***** RECORDS FOR THIS EXERCISE

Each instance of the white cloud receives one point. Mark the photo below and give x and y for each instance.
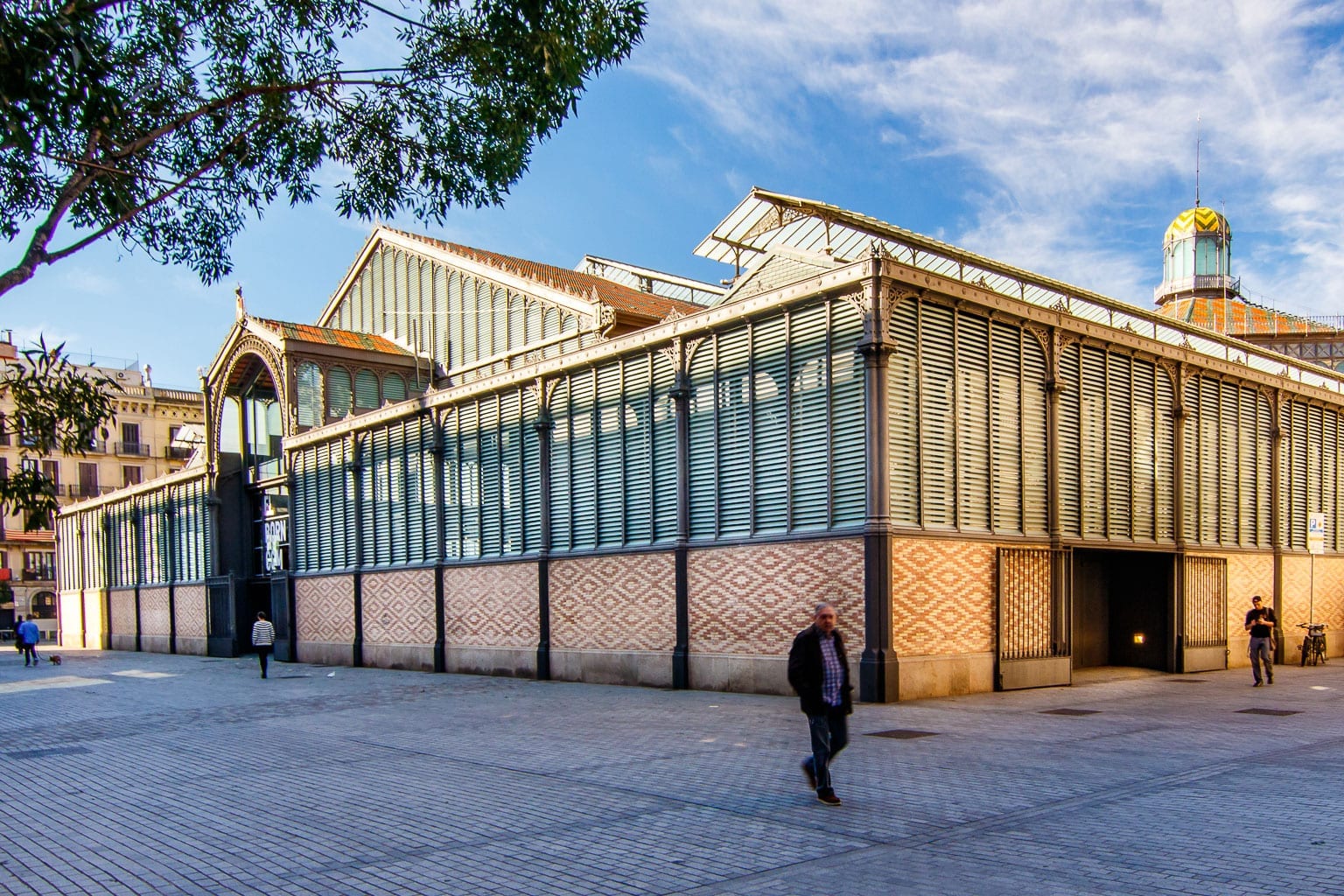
(1060, 109)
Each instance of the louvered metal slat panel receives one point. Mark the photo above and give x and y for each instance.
(848, 427)
(310, 387)
(494, 446)
(366, 389)
(562, 466)
(769, 424)
(394, 388)
(469, 477)
(452, 473)
(529, 473)
(664, 451)
(339, 393)
(1144, 461)
(1068, 444)
(1007, 422)
(637, 419)
(937, 418)
(732, 410)
(582, 466)
(1092, 427)
(903, 414)
(1120, 448)
(608, 456)
(809, 439)
(704, 448)
(1164, 456)
(972, 422)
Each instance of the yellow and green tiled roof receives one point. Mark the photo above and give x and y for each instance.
(1198, 220)
(328, 336)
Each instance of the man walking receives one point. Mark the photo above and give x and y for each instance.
(1260, 622)
(819, 672)
(29, 634)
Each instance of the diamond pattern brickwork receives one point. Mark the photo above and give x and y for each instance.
(1248, 574)
(190, 606)
(752, 599)
(624, 602)
(942, 597)
(155, 618)
(399, 607)
(491, 606)
(124, 612)
(324, 607)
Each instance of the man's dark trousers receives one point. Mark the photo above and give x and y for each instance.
(830, 735)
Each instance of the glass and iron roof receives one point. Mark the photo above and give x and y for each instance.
(766, 220)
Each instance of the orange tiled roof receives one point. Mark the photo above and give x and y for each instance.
(617, 296)
(1238, 318)
(326, 335)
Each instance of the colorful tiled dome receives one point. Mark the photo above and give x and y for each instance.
(1198, 220)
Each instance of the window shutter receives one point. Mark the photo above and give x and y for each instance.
(848, 430)
(734, 434)
(770, 424)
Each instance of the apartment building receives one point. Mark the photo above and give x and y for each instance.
(155, 431)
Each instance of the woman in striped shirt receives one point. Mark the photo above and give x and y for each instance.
(263, 639)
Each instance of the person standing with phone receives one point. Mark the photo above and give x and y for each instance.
(1260, 622)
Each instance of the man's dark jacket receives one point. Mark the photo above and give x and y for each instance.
(807, 672)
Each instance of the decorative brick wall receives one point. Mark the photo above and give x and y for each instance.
(624, 602)
(752, 599)
(491, 606)
(942, 597)
(124, 614)
(155, 620)
(190, 606)
(1248, 575)
(399, 607)
(326, 610)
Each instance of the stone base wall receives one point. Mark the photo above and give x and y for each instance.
(324, 607)
(749, 602)
(190, 612)
(155, 620)
(491, 622)
(399, 620)
(122, 635)
(942, 607)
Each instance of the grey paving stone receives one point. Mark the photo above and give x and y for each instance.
(378, 782)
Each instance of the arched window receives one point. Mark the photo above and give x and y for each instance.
(338, 393)
(394, 388)
(43, 605)
(310, 379)
(366, 389)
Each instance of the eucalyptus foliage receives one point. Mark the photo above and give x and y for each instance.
(57, 409)
(167, 124)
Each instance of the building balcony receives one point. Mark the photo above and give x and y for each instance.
(1231, 286)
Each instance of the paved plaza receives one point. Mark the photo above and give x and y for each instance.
(167, 774)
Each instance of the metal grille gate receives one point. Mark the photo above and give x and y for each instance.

**********

DESCRIPTION OF THE TASK >> Put the rows from the start of the stored entries up to and including the line with "(1060, 109)" into a Markdown table with the columns No. and Entry, numbering each line and skipping blank lines. Leave the pictures out of the table.

COMPLETE ANSWER >>
| No. | Entry |
|---|---|
| 1 | Each instance of the white cloud receives one point. Mark the photo below and give x and y for each instance. |
| 2 | (1060, 109) |